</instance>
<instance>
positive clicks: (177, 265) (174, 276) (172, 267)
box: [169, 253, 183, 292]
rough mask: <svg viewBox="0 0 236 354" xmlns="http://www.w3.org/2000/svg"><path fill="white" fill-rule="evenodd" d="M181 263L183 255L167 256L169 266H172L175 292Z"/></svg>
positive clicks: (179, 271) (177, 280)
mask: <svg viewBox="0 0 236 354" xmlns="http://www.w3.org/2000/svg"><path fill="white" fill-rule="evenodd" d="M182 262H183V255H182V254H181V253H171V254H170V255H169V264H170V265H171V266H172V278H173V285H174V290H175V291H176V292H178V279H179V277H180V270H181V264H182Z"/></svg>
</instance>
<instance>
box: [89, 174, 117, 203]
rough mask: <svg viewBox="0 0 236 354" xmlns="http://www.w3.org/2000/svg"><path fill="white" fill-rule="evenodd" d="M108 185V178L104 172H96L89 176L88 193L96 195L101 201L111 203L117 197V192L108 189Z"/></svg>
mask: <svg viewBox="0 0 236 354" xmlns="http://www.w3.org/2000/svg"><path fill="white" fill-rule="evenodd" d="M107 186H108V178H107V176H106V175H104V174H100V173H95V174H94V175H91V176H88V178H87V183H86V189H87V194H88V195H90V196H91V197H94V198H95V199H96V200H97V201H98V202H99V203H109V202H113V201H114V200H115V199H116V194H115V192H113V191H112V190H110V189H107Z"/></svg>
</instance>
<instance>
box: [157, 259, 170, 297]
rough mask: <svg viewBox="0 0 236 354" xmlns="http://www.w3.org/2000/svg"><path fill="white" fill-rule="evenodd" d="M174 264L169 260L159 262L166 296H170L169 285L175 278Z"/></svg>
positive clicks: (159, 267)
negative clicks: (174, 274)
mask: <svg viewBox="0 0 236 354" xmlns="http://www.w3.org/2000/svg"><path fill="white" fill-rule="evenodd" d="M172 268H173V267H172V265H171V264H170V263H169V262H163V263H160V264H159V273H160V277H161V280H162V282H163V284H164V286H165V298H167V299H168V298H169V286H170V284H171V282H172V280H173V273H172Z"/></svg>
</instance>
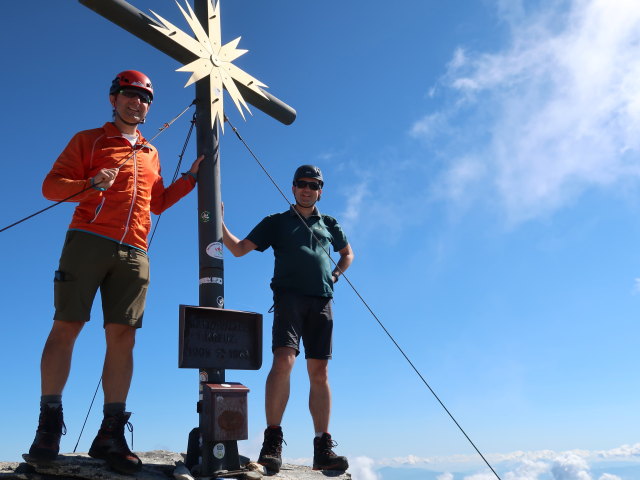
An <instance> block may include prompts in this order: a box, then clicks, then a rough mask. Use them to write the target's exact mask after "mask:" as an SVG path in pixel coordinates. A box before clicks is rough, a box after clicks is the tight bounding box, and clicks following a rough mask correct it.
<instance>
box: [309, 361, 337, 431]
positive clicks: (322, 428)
mask: <svg viewBox="0 0 640 480" xmlns="http://www.w3.org/2000/svg"><path fill="white" fill-rule="evenodd" d="M307 371H308V372H309V384H310V388H309V411H310V412H311V418H313V428H314V429H315V431H316V432H329V418H330V416H331V388H330V387H329V361H328V360H317V359H313V358H309V359H307Z"/></svg>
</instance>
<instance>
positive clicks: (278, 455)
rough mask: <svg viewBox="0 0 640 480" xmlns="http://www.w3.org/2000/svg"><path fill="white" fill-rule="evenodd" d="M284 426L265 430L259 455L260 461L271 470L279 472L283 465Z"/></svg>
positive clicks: (274, 472)
mask: <svg viewBox="0 0 640 480" xmlns="http://www.w3.org/2000/svg"><path fill="white" fill-rule="evenodd" d="M282 442H284V438H283V436H282V428H280V427H278V428H270V427H267V429H266V430H265V431H264V442H262V449H261V450H260V456H259V457H258V463H259V464H260V465H262V466H264V467H265V468H266V469H267V470H269V471H270V472H274V473H278V472H279V471H280V467H281V466H282V458H281V455H282Z"/></svg>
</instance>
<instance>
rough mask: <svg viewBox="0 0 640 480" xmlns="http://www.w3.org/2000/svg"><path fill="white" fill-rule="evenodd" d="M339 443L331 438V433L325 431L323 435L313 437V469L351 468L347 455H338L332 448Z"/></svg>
mask: <svg viewBox="0 0 640 480" xmlns="http://www.w3.org/2000/svg"><path fill="white" fill-rule="evenodd" d="M336 445H338V444H337V443H336V442H334V441H333V440H331V435H329V434H328V433H323V434H322V436H321V437H316V438H314V439H313V469H314V470H339V471H342V472H344V471H345V470H346V469H347V468H349V462H348V461H347V457H341V456H338V455H336V454H335V453H334V452H333V450H332V448H333V447H335V446H336Z"/></svg>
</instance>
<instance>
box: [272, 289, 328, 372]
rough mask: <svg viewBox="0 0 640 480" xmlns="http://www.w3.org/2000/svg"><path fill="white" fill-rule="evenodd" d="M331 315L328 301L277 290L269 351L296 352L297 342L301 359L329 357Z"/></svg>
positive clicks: (315, 297)
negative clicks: (278, 347) (269, 348)
mask: <svg viewBox="0 0 640 480" xmlns="http://www.w3.org/2000/svg"><path fill="white" fill-rule="evenodd" d="M332 333H333V312H332V310H331V298H329V297H315V296H310V295H300V294H298V293H294V292H289V291H278V292H277V294H276V295H275V302H274V311H273V329H272V339H273V340H272V345H271V349H272V351H273V350H275V349H276V348H278V347H289V348H293V349H294V350H295V351H296V355H298V354H299V353H300V339H301V338H302V342H303V344H304V354H305V355H304V356H305V358H312V359H317V360H328V359H330V358H331V351H332Z"/></svg>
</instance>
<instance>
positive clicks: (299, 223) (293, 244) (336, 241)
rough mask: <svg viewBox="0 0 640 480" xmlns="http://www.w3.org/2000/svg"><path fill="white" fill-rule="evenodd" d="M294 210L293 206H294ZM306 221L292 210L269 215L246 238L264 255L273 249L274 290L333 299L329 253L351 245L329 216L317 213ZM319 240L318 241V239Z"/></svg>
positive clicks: (340, 229) (341, 231)
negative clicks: (286, 291)
mask: <svg viewBox="0 0 640 480" xmlns="http://www.w3.org/2000/svg"><path fill="white" fill-rule="evenodd" d="M292 208H293V207H292ZM303 220H304V221H305V222H306V224H307V225H308V226H309V227H310V228H311V229H312V230H313V235H312V234H311V232H309V229H308V228H307V227H306V226H305V225H304V224H303V222H302V220H300V217H298V215H297V214H296V212H294V211H293V209H290V210H287V211H286V212H282V213H276V214H274V215H269V216H268V217H265V218H264V219H262V221H261V222H260V223H259V224H258V225H256V226H255V228H254V229H253V230H251V232H250V233H249V235H247V238H248V239H249V240H251V241H252V242H253V243H255V244H256V245H257V248H256V250H258V251H260V252H264V251H265V250H266V249H267V248H269V247H272V248H273V254H274V255H275V266H274V270H273V279H272V281H271V287H272V288H274V289H278V288H282V289H287V290H292V291H295V292H298V293H301V294H303V295H315V296H319V297H333V282H332V281H331V272H332V271H333V264H332V263H331V260H330V259H329V258H328V257H327V253H325V251H326V252H329V253H330V252H331V250H330V248H331V247H333V250H334V251H335V252H337V251H339V250H342V249H343V248H344V247H346V246H347V245H348V242H347V237H346V236H345V234H344V233H343V232H342V229H341V228H340V225H338V221H337V220H336V219H335V218H333V217H330V216H329V215H322V214H320V213H319V212H318V210H317V209H316V210H315V214H313V215H311V216H310V217H309V218H307V219H304V217H303ZM314 235H315V237H316V238H317V239H318V240H319V241H316V238H314Z"/></svg>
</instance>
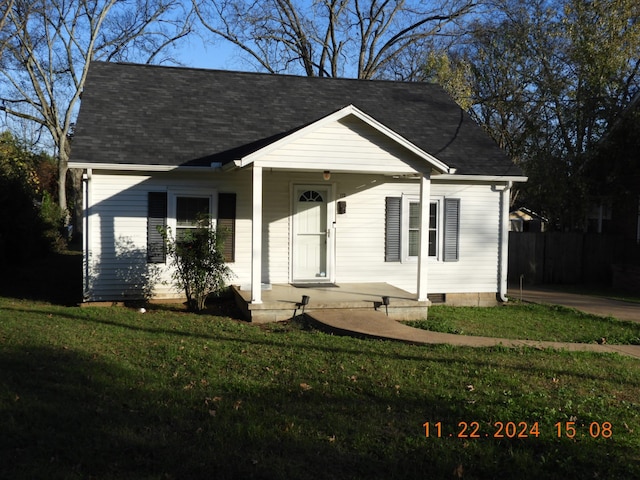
★ ★ ★ ★ ★ ★ ★
• _WHAT THIS TASK INVOLVES_
Only an exact copy of the records, free of images, belongs in the answer.

• _OUTPUT OF THE EXERCISE_
</instance>
<instance>
positive clicks: (177, 265) (174, 276) (172, 267)
box: [169, 253, 183, 292]
rough mask: <svg viewBox="0 0 236 354" xmlns="http://www.w3.org/2000/svg"><path fill="white" fill-rule="evenodd" d="M181 263L183 255L167 256L169 266H172L175 292Z"/></svg>
positive clicks: (179, 271) (177, 280)
mask: <svg viewBox="0 0 236 354" xmlns="http://www.w3.org/2000/svg"><path fill="white" fill-rule="evenodd" d="M182 262H183V255H182V254H181V253H171V254H170V255H169V264H170V265H171V266H172V278H173V285H174V290H175V291H176V292H178V279H179V277H180V270H181V264H182Z"/></svg>
</instance>
<instance>
box: [89, 174, 117, 203]
rough mask: <svg viewBox="0 0 236 354" xmlns="http://www.w3.org/2000/svg"><path fill="white" fill-rule="evenodd" d="M108 185V178L104 172H96L89 176L88 193L96 195L101 201L111 203L117 197V192L108 189Z"/></svg>
mask: <svg viewBox="0 0 236 354" xmlns="http://www.w3.org/2000/svg"><path fill="white" fill-rule="evenodd" d="M107 186H108V178H107V176H106V175H104V174H100V173H95V174H94V175H91V176H88V178H87V183H86V189H87V194H88V195H90V196H91V197H94V198H95V199H96V200H97V201H98V202H99V203H109V202H113V201H114V200H115V199H116V194H115V192H113V191H112V190H110V189H107Z"/></svg>
</instance>
<instance>
box: [157, 259, 170, 297]
rough mask: <svg viewBox="0 0 236 354" xmlns="http://www.w3.org/2000/svg"><path fill="white" fill-rule="evenodd" d="M174 264L169 260L159 262L166 296H170L169 285L175 278Z"/></svg>
positive clicks: (159, 267)
negative clicks: (174, 274)
mask: <svg viewBox="0 0 236 354" xmlns="http://www.w3.org/2000/svg"><path fill="white" fill-rule="evenodd" d="M172 268H173V267H172V265H171V264H170V263H169V262H163V263H160V264H159V273H160V277H161V280H162V282H163V284H164V286H165V298H167V299H168V298H169V286H170V284H171V282H172V280H173V273H172Z"/></svg>
</instance>
An <instance> block may include prompts in this order: a box, then clicks, then a rough mask. Use them to write the target's exact mask after "mask:" as an SVG path in pixel coordinates. A box before clicks is rough, a box after clicks is the tight bounding box, and clicks following a rough mask correct it.
<instance>
box: [309, 361, 337, 431]
positive clicks: (322, 428)
mask: <svg viewBox="0 0 640 480" xmlns="http://www.w3.org/2000/svg"><path fill="white" fill-rule="evenodd" d="M307 371H308V372H309V384H310V388H309V411H310V412H311V418H313V428H314V429H315V431H316V432H329V418H330V416H331V388H330V387H329V361H328V360H317V359H313V358H309V359H307Z"/></svg>
</instance>
<instance>
positive clicks: (278, 455)
rough mask: <svg viewBox="0 0 640 480" xmlns="http://www.w3.org/2000/svg"><path fill="white" fill-rule="evenodd" d="M284 426L265 430L259 455L260 461L271 470L279 472L283 465Z"/></svg>
positive clicks: (274, 472)
mask: <svg viewBox="0 0 640 480" xmlns="http://www.w3.org/2000/svg"><path fill="white" fill-rule="evenodd" d="M282 442H284V438H283V436H282V428H280V427H278V428H270V427H267V429H266V430H265V431H264V442H262V449H261V450H260V456H259V457H258V463H259V464H260V465H262V466H264V467H265V468H266V469H267V470H269V471H270V472H274V473H278V472H279V471H280V467H281V466H282V458H281V455H282Z"/></svg>
</instance>
<instance>
rough mask: <svg viewBox="0 0 640 480" xmlns="http://www.w3.org/2000/svg"><path fill="white" fill-rule="evenodd" d="M339 443L331 438V433L325 431L323 435L313 437V469L351 468L347 455H338L332 448Z"/></svg>
mask: <svg viewBox="0 0 640 480" xmlns="http://www.w3.org/2000/svg"><path fill="white" fill-rule="evenodd" d="M336 445H338V444H337V443H336V442H334V441H333V440H331V435H329V434H328V433H323V434H322V436H321V437H316V438H314V439H313V469H314V470H339V471H342V472H344V471H345V470H346V469H347V468H349V462H348V461H347V457H341V456H338V455H336V454H335V453H334V452H333V450H332V448H333V447H335V446H336Z"/></svg>
</instance>
<instance>
box: [272, 289, 328, 372]
rough mask: <svg viewBox="0 0 640 480" xmlns="http://www.w3.org/2000/svg"><path fill="white" fill-rule="evenodd" d="M331 315L328 301L277 290L269 351L296 352L297 342L301 359L329 357Z"/></svg>
positive clicks: (315, 297)
negative clicks: (278, 347) (269, 348)
mask: <svg viewBox="0 0 640 480" xmlns="http://www.w3.org/2000/svg"><path fill="white" fill-rule="evenodd" d="M332 333H333V312H332V310H331V298H329V297H315V296H310V295H300V294H298V293H294V292H289V291H278V292H277V294H276V295H275V302H274V311H273V329H272V339H273V340H272V345H271V349H272V351H273V350H275V349H276V348H278V347H289V348H293V349H294V350H295V351H296V355H298V354H299V353H300V339H301V338H302V342H303V344H304V354H305V355H304V356H305V358H312V359H317V360H328V359H330V358H331V351H332Z"/></svg>
</instance>
<instance>
positive clicks: (299, 223) (293, 244) (336, 241)
rough mask: <svg viewBox="0 0 640 480" xmlns="http://www.w3.org/2000/svg"><path fill="white" fill-rule="evenodd" d="M294 210L293 206H294ZM306 221L292 210L269 215L246 238L264 255L273 249L274 290L333 299L329 253L351 245L329 216L317 213ZM319 240L318 241V239Z"/></svg>
positive clicks: (340, 229) (341, 231)
negative clicks: (286, 291)
mask: <svg viewBox="0 0 640 480" xmlns="http://www.w3.org/2000/svg"><path fill="white" fill-rule="evenodd" d="M292 208H293V207H292ZM303 220H304V221H305V222H306V224H307V225H308V226H309V227H310V228H311V229H312V230H313V235H312V234H311V232H309V229H308V228H307V227H306V226H305V225H304V224H303V222H302V220H300V217H298V215H297V214H296V212H294V211H293V209H290V210H287V211H286V212H282V213H276V214H274V215H269V216H268V217H265V218H264V219H262V221H261V222H260V223H259V224H258V225H256V226H255V228H254V229H253V230H251V232H250V233H249V235H247V238H248V239H249V240H251V241H252V242H253V243H255V244H256V245H257V248H256V250H258V251H260V252H264V251H265V250H266V249H267V248H269V247H272V248H273V254H274V255H275V266H274V270H273V279H272V281H271V287H272V288H274V289H278V288H282V289H287V290H292V291H295V292H298V293H301V294H303V295H315V296H319V297H333V282H332V281H331V272H332V271H333V264H332V263H331V260H330V259H329V258H328V257H327V253H325V251H326V252H329V253H330V252H331V250H330V248H331V247H333V250H334V251H335V252H337V251H339V250H342V249H343V248H344V247H346V246H347V245H348V242H347V237H346V236H345V234H344V233H343V232H342V229H341V228H340V225H338V221H337V220H336V219H335V218H333V217H330V216H329V215H322V214H320V213H319V212H318V210H317V209H316V210H315V214H313V215H311V216H310V217H309V218H307V219H304V217H303ZM314 235H315V237H316V238H317V239H318V240H319V241H316V238H314Z"/></svg>
</instance>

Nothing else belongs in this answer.